Saved entries
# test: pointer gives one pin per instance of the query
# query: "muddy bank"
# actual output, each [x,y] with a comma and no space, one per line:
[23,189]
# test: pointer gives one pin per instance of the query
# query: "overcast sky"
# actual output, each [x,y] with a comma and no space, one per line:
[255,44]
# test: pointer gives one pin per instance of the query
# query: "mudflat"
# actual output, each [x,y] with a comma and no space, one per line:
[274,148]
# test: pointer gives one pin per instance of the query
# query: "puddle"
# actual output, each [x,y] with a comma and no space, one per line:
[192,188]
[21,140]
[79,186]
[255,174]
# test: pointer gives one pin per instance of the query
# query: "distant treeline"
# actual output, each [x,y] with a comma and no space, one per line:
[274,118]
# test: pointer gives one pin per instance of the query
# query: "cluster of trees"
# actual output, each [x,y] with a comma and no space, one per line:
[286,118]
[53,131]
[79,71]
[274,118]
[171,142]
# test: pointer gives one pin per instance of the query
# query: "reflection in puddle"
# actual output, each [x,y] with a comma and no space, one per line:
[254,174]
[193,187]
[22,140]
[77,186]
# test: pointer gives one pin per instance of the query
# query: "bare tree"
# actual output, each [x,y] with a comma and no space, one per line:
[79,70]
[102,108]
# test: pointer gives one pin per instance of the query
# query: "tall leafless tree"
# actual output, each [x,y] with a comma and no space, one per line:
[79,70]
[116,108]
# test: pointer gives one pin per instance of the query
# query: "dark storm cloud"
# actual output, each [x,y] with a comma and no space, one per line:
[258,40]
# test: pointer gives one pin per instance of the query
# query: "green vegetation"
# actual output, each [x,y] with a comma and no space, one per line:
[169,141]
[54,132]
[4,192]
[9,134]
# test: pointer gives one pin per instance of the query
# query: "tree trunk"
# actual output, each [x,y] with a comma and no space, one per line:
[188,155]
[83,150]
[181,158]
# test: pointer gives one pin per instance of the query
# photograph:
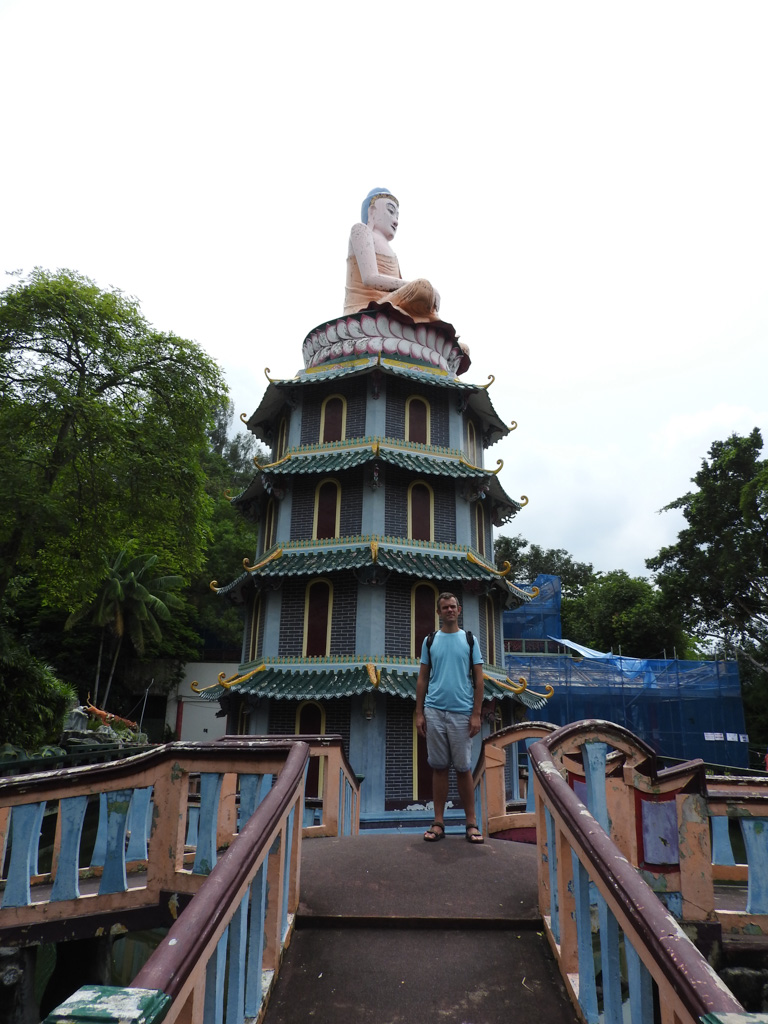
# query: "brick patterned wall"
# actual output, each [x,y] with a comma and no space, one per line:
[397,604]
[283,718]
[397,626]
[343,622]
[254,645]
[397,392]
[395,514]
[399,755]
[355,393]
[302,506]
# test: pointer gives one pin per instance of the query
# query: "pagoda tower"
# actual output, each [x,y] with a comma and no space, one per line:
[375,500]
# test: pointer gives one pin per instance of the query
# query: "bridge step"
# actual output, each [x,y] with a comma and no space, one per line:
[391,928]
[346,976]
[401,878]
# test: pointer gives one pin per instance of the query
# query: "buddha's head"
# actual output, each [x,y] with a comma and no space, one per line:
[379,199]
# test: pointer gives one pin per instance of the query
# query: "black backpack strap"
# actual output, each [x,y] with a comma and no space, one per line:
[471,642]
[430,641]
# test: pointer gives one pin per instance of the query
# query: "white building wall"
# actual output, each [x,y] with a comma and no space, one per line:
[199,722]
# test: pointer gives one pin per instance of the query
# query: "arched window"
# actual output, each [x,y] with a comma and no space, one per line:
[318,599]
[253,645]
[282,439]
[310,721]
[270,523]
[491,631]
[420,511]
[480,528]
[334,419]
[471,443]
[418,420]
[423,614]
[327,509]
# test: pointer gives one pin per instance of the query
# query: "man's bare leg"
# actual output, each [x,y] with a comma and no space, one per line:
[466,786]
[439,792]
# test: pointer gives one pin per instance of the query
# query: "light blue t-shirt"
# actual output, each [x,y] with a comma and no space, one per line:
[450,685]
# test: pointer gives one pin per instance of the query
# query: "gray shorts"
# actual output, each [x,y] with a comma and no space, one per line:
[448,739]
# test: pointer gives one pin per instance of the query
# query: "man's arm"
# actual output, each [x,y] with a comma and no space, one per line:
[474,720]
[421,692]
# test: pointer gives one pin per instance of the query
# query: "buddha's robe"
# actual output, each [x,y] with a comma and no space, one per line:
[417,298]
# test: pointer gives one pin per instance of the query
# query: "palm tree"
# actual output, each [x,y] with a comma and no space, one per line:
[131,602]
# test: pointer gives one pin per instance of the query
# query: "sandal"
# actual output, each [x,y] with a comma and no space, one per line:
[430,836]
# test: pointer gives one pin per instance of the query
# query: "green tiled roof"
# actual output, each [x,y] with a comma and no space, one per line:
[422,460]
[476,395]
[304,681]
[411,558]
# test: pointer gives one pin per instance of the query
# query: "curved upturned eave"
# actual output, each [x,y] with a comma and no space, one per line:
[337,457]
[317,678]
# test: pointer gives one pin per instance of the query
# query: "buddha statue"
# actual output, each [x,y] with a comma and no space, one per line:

HOW TO COMPLETE THIS TASK.
Search the entries above for "wall". Show every line that has it.

EXERCISE RESPONSE.
# query: "brick patterned wall"
# query: "white building wall"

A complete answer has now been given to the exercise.